» **EXERCISE TEXT**
━━━━
Updated: Feb 23
Have you ever endured discomfort, pain, or tenderness along the outside of your elbow? It’s quite likely you have suffered from Tennis Elbow.
Tennis elbow is a common term for an injury of the upper outer part of the arm. It’s medical name is lateral epicondylitis. This condition is caused by repetitive movements or overuse, especially of the forearm. Forearm tendons are thick cords that attach muscles to bones. The most common areas for this injury are where the tendons of the forearm muscles attach to the elbow bone.
In this post, you’ll learn what causes tennis elbow pain and to catch the signs and symptoms. You’ll see some of that in this brief story of tennis elbow pain diagnosed and resolved!
Pointing to their arm and grimacing with discomfort, a patient came to me complaining of pain in their elbow. When I examined the patient's elbow, their pain was found to be located in their extensor muscles. With no prior experience with physical therapy, they worried about the discomfort they might have from it. Once I assured the patient that physical therapy would help relieve their pain and ultimately transform their pain to healthy muscles, they agreed and we began work on their extensor muscles. Massage in the clinic of the extensor muscles, was followed up with specific exercises given to the patient to do at home.
After the first week, the patient was able to move their arm without pain. After the second week, the patient was able to throw a ball. After the third week the patient was completely pain free and able to play tennis again.
In this post, we’ll explain what causes tennis elbow pain and the signs and symptoms you can look for to determine if you have tennis elbow pain.
What Causes Tennis Elbows?
The Extensor Carpi Radialis Brevis muscle can become inflamed due to overuse and stress during repetitive motions, such as wrist extension and gripping. As the name implies, tennis elbow is often caused by the repetitive force of a tennis racquet hitting balls in a backhand position, however, the pain can occur in any activity that requires repetitive wrist extension and gripping of the hand.
━━━━
» **RECORDS**
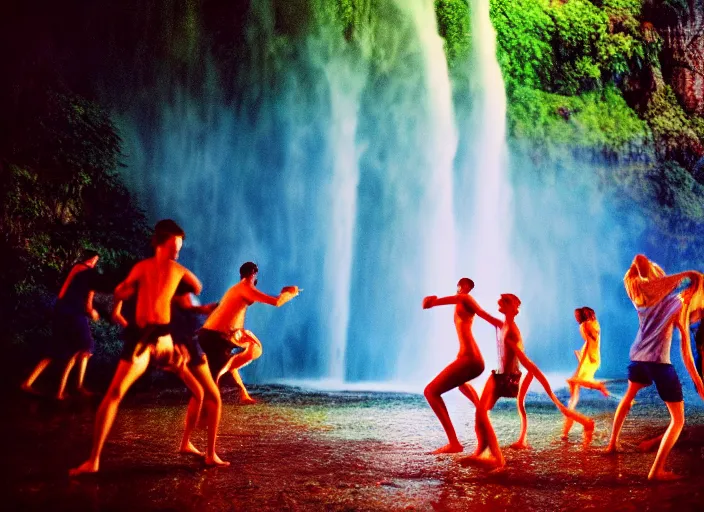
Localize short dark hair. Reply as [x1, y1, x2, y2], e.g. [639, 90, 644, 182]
[240, 261, 259, 279]
[79, 249, 100, 262]
[457, 277, 474, 290]
[501, 293, 521, 309]
[152, 219, 186, 248]
[577, 306, 596, 324]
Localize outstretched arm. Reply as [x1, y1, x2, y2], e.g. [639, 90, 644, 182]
[86, 290, 100, 321]
[466, 295, 504, 329]
[245, 286, 298, 308]
[173, 293, 218, 315]
[111, 300, 127, 328]
[181, 268, 203, 295]
[423, 295, 462, 309]
[505, 333, 584, 418]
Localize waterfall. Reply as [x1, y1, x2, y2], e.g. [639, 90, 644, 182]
[458, 0, 520, 367]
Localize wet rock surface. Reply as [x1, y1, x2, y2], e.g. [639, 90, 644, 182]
[2, 383, 704, 512]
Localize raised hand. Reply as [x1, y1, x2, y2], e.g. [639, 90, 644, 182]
[423, 295, 438, 309]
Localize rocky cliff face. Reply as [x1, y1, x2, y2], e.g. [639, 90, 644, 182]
[659, 0, 704, 115]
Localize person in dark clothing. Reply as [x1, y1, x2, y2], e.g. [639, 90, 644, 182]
[22, 250, 100, 400]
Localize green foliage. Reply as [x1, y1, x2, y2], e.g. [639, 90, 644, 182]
[645, 86, 704, 168]
[435, 0, 471, 67]
[508, 87, 650, 153]
[644, 161, 704, 238]
[491, 0, 555, 93]
[0, 88, 148, 350]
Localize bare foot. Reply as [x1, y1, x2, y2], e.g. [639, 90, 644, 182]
[604, 444, 622, 455]
[68, 460, 99, 476]
[636, 436, 662, 453]
[430, 443, 464, 455]
[509, 441, 532, 450]
[205, 453, 230, 467]
[599, 382, 611, 398]
[648, 470, 684, 482]
[179, 441, 205, 457]
[457, 455, 504, 470]
[582, 420, 594, 450]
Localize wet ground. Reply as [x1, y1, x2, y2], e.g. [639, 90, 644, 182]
[1, 382, 704, 512]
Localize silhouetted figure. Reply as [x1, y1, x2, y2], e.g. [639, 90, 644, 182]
[70, 220, 228, 476]
[423, 277, 501, 454]
[198, 261, 299, 404]
[606, 254, 704, 480]
[22, 251, 100, 400]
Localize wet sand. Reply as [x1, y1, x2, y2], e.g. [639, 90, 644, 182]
[2, 382, 704, 512]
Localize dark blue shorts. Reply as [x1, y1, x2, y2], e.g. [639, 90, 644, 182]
[198, 329, 244, 378]
[49, 302, 95, 359]
[628, 361, 684, 402]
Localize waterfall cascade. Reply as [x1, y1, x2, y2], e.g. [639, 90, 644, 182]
[111, 0, 630, 389]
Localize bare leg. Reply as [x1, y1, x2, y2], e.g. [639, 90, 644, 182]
[21, 357, 51, 393]
[511, 372, 533, 450]
[457, 382, 479, 407]
[218, 342, 262, 405]
[56, 353, 78, 400]
[531, 365, 594, 448]
[648, 402, 684, 480]
[191, 364, 230, 466]
[69, 350, 151, 476]
[78, 352, 93, 396]
[176, 365, 205, 456]
[562, 381, 579, 441]
[567, 379, 611, 398]
[423, 358, 472, 454]
[604, 380, 646, 453]
[458, 376, 506, 469]
[638, 433, 665, 452]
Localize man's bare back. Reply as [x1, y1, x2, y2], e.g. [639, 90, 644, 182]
[455, 294, 483, 361]
[203, 281, 254, 333]
[115, 257, 201, 327]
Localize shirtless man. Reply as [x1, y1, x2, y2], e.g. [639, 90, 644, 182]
[423, 277, 501, 454]
[198, 261, 299, 404]
[459, 293, 594, 469]
[69, 220, 228, 476]
[606, 254, 704, 480]
[562, 306, 609, 441]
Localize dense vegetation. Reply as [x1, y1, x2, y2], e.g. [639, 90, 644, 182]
[0, 6, 147, 362]
[435, 0, 704, 256]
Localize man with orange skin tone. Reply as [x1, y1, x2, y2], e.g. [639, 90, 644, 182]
[198, 261, 299, 404]
[606, 254, 704, 480]
[112, 292, 222, 456]
[22, 251, 100, 400]
[423, 277, 501, 454]
[69, 219, 229, 476]
[459, 293, 594, 469]
[562, 306, 609, 440]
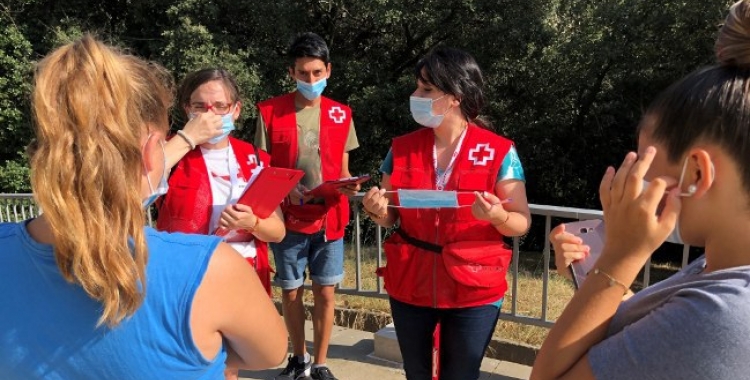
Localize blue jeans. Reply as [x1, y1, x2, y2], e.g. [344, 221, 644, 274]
[390, 298, 500, 380]
[270, 231, 344, 290]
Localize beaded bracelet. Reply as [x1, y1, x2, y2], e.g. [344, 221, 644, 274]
[589, 268, 630, 294]
[362, 208, 388, 219]
[245, 215, 260, 234]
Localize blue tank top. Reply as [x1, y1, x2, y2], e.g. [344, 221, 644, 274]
[0, 221, 227, 380]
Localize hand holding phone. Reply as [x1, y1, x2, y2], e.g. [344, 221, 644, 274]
[565, 219, 604, 289]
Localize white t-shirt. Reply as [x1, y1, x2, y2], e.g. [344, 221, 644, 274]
[201, 146, 260, 257]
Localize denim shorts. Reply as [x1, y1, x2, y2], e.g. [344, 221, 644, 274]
[269, 231, 344, 290]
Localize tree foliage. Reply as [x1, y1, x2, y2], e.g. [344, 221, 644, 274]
[0, 0, 731, 220]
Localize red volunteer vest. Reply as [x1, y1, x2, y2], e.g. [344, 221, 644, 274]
[156, 137, 271, 295]
[258, 92, 352, 240]
[382, 125, 512, 308]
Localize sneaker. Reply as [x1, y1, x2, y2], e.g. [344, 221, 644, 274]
[273, 355, 312, 380]
[312, 367, 338, 380]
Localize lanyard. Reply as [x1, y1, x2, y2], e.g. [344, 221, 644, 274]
[432, 128, 469, 190]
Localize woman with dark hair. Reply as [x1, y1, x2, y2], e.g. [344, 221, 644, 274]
[362, 47, 531, 380]
[531, 0, 750, 380]
[0, 35, 287, 380]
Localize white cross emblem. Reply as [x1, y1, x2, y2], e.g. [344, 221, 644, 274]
[328, 106, 346, 124]
[247, 154, 263, 166]
[469, 143, 495, 166]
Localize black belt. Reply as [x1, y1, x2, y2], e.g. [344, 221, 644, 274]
[396, 227, 443, 253]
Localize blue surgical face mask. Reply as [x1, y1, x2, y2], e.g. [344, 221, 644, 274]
[397, 189, 458, 208]
[208, 107, 235, 144]
[297, 78, 327, 100]
[143, 137, 169, 209]
[409, 95, 445, 128]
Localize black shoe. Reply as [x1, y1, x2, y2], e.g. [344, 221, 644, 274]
[273, 355, 312, 380]
[312, 367, 338, 380]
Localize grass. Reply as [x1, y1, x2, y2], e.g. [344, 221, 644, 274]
[271, 245, 676, 347]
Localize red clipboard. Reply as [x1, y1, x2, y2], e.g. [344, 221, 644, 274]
[305, 174, 370, 198]
[214, 167, 305, 236]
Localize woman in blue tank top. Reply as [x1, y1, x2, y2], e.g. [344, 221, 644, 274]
[0, 36, 287, 380]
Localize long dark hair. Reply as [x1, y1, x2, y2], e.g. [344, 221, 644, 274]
[414, 46, 491, 128]
[646, 0, 750, 191]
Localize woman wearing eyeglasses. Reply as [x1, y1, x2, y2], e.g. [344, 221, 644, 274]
[156, 68, 285, 295]
[0, 35, 287, 380]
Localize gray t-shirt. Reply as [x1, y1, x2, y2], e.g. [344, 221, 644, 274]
[589, 257, 750, 380]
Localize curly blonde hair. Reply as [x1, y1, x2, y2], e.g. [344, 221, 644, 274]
[31, 35, 173, 326]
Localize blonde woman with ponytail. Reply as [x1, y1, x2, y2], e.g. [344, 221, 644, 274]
[0, 36, 287, 380]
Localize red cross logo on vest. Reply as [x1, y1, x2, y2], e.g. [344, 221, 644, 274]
[469, 143, 495, 166]
[328, 106, 346, 124]
[247, 154, 258, 167]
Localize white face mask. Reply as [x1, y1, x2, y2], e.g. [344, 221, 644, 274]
[409, 95, 445, 128]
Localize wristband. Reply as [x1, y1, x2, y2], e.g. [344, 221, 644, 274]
[245, 215, 260, 234]
[490, 211, 510, 227]
[589, 268, 630, 294]
[362, 207, 388, 219]
[177, 129, 195, 150]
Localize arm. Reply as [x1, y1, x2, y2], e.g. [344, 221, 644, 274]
[190, 243, 288, 369]
[531, 149, 680, 379]
[164, 112, 222, 170]
[549, 224, 634, 301]
[339, 152, 362, 197]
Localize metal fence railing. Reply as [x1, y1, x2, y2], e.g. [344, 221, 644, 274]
[0, 194, 690, 327]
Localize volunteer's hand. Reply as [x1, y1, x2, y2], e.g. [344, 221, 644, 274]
[338, 183, 362, 197]
[362, 186, 388, 217]
[549, 224, 591, 280]
[471, 191, 510, 226]
[599, 147, 682, 263]
[182, 110, 223, 145]
[287, 185, 313, 206]
[219, 204, 258, 230]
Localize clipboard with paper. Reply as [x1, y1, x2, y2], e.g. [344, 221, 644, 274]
[305, 174, 370, 198]
[214, 167, 305, 236]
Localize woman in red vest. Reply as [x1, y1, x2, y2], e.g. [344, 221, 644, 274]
[156, 69, 286, 378]
[156, 69, 285, 295]
[362, 47, 531, 380]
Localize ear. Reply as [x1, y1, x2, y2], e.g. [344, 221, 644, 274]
[683, 148, 716, 198]
[451, 95, 461, 107]
[232, 100, 242, 120]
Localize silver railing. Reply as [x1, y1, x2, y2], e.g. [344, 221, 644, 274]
[0, 194, 690, 327]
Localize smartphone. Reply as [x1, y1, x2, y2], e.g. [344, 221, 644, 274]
[565, 219, 604, 289]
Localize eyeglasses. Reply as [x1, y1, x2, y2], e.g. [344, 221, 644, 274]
[190, 102, 232, 115]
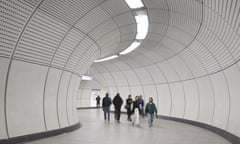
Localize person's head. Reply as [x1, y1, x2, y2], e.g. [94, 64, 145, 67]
[106, 93, 109, 97]
[149, 97, 153, 103]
━━━━
» **WHAT YOU WILL DO**
1 > Using the text on tennis elbow, decide whether each statement agrees with it. Answer yes or no for each, and quote the deciding words.
(a) Forearm tendons attach muscles to bones.
(b) The patient in the story had done physical therapy before.
(c) The patient could throw a ball after the first week.
2 > Carry on the text on tennis elbow, starting after its last sentence.

» **OUTPUTS IN ORDER**
1 >
(a) Yes: "Forearm tendons are thick cords that attach muscles to bones."
(b) No: "With no prior experience with physical therapy"
(c) No: "After the second week, the patient was able to throw a ball."

2 >
The following is a list of causes specific to the sport of tennis:
Improper backhand stroke
Weak shoulder and wrist muscles
Over-use of the forearm muscles
Improper technique and faulty stances
Oh, you don’t actually play tennis?
You do not have to play tennis in order to suffer from tennis elbow. In fact, only 5% of tennis elbow cases are caused from playing tennis, while 95% of cases are from non-tennis related injuries.
Tennis elbow results from overuse of the arm and is painful. The injury occurs when the tendons that connect to your thumb are strained or loosened, causing pain in the forearm.
This commonly occurs:
When you use your arm to lift heavy objects
If you are doing repetitive activities
Due to lack of warm-up before doing activities that involve hitting, bending, or gripping
When engaged in activity on the computer, typing, and video game playing as just a few examples of movements that can lead to tennis elbow
The pain on the inside of your elbow is an indication that you have a tennis elbow situation. The pain can be very intense and it is even possible that you cannot raise your arm. It’s severity can differ greatly from person to person. You may also experience pain and stiffness in your elbow and the shoulder, and the pain and stiffness can move down your forearm and wrist.
What are the Signs and Symptoms of Tennis Elbow?
These are some common signs and symptoms of tennis elbow:
Pain, burning and/or tenderness in the outer part of your elbow or forearm
Pain that is sudden and sharp
Decreased or weak grip strength
Numbness in the index and middle fingers
Rest assured that if you feel you have a tennis elbow, your physiotherapist will do a physical exam and ask about the symptoms you are experiencing.
What can I do next to get rid of my pain?
Your therapist will assess your elbow pain and develop a treatment plan. The aim is to reduce pain and inflammation. Your therapist will also prescribe exercises that will help you improve your strength and mobility. Working together, you’ll soon be out of pain and resuming normal life - with a good awareness on how to avoid future pain, as well.